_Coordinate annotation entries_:
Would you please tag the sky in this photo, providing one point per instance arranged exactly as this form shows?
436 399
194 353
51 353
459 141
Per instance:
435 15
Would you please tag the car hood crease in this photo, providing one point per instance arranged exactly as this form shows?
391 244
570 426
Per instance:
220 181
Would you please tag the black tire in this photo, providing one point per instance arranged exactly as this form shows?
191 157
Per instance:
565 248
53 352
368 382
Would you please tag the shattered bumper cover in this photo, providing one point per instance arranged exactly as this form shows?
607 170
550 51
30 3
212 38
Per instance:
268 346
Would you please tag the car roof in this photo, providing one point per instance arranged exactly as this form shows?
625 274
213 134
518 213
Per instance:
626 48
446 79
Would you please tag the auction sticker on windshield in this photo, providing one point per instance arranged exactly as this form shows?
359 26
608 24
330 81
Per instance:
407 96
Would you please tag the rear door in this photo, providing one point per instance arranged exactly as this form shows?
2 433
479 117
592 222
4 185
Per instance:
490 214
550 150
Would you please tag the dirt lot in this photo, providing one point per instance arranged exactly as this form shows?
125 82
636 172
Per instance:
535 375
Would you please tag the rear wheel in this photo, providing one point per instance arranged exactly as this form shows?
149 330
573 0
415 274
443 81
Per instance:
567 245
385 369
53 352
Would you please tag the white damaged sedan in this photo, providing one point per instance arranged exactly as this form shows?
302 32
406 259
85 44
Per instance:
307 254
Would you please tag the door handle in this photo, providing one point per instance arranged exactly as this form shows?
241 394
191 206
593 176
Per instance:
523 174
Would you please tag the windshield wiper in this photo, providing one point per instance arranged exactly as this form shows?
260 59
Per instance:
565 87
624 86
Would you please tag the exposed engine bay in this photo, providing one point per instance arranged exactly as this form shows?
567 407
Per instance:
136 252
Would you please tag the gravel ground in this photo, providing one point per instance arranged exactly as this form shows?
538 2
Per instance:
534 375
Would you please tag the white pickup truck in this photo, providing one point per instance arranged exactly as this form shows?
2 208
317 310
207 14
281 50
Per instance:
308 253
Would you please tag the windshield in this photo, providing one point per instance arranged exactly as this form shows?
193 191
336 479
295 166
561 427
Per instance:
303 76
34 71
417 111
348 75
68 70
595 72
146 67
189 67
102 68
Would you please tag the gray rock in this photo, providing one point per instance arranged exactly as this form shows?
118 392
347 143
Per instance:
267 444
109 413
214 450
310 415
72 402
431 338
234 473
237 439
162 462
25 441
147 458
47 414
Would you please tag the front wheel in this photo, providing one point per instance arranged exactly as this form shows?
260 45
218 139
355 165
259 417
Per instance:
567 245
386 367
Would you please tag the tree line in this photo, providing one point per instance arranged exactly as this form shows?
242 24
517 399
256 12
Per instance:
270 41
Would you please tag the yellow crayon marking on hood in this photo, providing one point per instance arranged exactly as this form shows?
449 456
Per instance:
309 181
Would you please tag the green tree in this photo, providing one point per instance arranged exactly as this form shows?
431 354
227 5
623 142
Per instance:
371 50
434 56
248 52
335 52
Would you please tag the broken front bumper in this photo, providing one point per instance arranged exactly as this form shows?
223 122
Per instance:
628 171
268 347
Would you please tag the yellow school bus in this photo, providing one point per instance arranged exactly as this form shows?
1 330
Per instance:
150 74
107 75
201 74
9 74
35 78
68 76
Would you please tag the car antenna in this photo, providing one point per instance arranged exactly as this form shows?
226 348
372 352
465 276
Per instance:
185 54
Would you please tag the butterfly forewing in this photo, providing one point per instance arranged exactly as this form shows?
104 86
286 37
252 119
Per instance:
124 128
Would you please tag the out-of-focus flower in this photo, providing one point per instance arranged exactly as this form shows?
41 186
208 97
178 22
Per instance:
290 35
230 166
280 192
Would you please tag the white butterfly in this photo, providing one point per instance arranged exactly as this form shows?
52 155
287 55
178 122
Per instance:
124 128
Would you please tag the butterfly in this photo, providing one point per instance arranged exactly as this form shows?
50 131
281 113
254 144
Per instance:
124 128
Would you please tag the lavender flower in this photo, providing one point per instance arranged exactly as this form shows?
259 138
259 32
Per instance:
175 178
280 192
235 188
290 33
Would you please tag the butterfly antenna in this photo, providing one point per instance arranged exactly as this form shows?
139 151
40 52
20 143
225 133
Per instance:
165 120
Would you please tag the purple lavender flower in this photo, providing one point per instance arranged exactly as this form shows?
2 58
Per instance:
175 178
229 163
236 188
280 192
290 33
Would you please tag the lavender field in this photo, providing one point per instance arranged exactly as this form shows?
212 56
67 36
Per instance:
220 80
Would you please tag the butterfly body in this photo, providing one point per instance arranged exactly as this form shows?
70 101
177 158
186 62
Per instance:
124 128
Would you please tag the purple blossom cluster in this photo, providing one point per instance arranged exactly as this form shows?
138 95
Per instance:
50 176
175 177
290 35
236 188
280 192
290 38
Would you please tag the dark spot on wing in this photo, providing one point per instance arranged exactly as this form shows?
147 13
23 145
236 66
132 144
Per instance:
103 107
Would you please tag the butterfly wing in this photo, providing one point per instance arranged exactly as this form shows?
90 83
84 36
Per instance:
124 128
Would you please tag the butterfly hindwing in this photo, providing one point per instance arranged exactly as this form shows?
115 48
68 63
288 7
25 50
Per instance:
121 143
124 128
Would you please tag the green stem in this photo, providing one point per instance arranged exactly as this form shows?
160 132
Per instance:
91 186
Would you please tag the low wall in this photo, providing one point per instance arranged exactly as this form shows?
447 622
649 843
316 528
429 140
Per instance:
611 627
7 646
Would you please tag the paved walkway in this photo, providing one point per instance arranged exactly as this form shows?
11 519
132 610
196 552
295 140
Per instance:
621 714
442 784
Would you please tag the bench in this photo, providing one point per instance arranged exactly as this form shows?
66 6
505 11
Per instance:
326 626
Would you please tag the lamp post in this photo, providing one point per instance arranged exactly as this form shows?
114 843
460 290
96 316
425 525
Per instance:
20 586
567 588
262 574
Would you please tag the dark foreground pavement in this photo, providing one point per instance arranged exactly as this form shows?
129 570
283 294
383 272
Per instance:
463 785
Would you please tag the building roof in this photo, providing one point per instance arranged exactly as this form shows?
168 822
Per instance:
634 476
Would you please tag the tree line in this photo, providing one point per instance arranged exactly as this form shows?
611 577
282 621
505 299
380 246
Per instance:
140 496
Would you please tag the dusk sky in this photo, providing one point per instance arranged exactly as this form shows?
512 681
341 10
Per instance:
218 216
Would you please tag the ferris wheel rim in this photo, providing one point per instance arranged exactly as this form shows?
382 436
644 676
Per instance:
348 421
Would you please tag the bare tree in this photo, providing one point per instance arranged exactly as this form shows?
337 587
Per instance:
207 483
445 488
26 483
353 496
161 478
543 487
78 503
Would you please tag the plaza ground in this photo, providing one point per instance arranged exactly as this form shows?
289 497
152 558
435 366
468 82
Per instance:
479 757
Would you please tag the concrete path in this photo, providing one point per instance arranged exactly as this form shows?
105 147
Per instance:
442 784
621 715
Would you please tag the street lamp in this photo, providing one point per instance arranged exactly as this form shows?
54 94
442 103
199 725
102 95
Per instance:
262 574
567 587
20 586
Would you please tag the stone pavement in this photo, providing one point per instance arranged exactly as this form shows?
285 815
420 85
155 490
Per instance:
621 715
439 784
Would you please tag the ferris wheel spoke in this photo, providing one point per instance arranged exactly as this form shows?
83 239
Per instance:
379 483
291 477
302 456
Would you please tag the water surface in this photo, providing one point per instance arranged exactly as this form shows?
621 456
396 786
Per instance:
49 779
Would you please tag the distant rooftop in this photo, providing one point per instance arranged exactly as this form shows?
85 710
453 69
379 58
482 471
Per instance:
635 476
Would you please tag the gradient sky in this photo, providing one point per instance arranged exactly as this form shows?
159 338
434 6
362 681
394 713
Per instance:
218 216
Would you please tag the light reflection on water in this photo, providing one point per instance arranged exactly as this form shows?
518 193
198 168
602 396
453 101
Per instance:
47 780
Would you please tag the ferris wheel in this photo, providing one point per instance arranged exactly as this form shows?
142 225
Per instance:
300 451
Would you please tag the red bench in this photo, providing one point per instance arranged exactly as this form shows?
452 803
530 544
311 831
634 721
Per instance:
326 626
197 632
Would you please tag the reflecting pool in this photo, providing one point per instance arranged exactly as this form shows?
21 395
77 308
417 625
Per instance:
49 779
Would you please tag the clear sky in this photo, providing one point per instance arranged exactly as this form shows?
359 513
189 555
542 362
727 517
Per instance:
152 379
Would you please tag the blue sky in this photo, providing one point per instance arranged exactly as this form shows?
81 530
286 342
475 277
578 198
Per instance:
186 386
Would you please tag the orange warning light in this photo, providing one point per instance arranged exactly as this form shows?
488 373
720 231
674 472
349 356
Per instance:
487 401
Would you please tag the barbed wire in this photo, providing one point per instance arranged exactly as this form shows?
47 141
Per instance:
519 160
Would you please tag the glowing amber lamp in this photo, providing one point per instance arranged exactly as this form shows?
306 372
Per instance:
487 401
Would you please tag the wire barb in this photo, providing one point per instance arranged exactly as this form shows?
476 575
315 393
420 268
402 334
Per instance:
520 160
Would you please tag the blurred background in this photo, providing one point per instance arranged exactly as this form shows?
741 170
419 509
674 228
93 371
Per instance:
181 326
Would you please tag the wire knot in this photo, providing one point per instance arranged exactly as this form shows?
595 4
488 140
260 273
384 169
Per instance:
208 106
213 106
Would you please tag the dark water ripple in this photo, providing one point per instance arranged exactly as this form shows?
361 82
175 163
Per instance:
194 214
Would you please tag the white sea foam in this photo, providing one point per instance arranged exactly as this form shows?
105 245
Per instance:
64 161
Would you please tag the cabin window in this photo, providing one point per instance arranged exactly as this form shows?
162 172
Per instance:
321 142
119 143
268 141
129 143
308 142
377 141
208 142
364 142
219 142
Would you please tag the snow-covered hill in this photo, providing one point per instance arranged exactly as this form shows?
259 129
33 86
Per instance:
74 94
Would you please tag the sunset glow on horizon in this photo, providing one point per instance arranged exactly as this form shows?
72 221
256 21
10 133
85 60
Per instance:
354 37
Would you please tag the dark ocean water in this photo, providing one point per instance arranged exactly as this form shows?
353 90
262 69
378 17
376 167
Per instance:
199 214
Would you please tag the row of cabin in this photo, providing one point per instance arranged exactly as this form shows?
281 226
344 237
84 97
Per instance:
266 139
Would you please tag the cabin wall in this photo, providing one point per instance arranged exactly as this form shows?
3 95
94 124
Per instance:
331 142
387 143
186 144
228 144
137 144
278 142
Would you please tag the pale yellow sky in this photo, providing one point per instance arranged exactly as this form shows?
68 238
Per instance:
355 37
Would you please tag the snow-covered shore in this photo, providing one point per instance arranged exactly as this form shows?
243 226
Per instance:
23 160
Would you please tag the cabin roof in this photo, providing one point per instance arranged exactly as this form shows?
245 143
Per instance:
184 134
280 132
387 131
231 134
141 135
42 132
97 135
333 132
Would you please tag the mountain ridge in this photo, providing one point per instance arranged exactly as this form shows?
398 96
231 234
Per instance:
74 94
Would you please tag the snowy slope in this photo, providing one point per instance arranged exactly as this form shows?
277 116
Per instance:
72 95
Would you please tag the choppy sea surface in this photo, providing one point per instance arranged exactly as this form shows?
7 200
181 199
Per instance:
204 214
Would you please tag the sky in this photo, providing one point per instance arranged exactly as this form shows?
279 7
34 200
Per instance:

_What to produce_: Set out exactly the run of lines that begins at the line holding "Would you please tag the pale" and ends at the last line of the data.

_Correct result_:
Would you please tag the pale yellow sky in this photo, providing one point per instance arranged exactly as this form shows?
68 238
Per instance:
355 37
Would you please tag the snow-covered shore in this photo, providing one point per instance arranged exactly as this form shows?
243 226
Per instance:
23 160
Would you please tag the cabin roof in this photo, providing one point per instance arranged exactly as this form shows?
245 143
Per instance:
184 134
280 132
387 131
231 134
141 135
42 132
97 135
333 132
Would you please tag the mountain ridge in this photo, providing one point per instance arranged exactly as this form shows?
398 96
231 234
Per instance:
74 94
Would you please tag the snowy slope in this photo, providing one point per instance arranged exactly as this form shows?
277 116
Per instance:
72 95
Would you please tag the choppy sea surface in this photo, providing one point per instance arranged exactly as this form shows?
7 200
181 199
Per instance:
204 214
Would you please tag the sky in this photo, providing one point per instance arranged exactly as this form shows?
279 7
34 200
Per instance:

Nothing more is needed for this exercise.